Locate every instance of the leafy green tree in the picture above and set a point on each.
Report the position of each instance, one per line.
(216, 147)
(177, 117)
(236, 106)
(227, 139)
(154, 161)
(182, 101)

■ **YOUR TASK**
The lines to set down, exactly and with both ends included, run from the one containing "Report the position" to the last line of the data above.

■ **EXERCISE RESULT**
Report the position of each instance, one per line.
(216, 147)
(177, 117)
(236, 106)
(227, 139)
(154, 161)
(182, 101)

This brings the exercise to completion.